> _EXERCISE OBJECTIVE_
Nothing but an exact repetition of the entries should appear in the answer.

> _RECORDS TO PROCESS_
_____
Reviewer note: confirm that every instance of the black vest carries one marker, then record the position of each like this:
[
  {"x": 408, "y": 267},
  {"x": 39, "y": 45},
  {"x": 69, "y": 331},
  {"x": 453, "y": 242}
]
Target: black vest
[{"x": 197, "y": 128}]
_____
> _SOLUTION_
Reviewer note: confirm that every instance of the black vest carries one marker, then record the position of each like this:
[
  {"x": 408, "y": 267},
  {"x": 39, "y": 45},
  {"x": 69, "y": 331},
  {"x": 453, "y": 242}
]
Target: black vest
[{"x": 197, "y": 128}]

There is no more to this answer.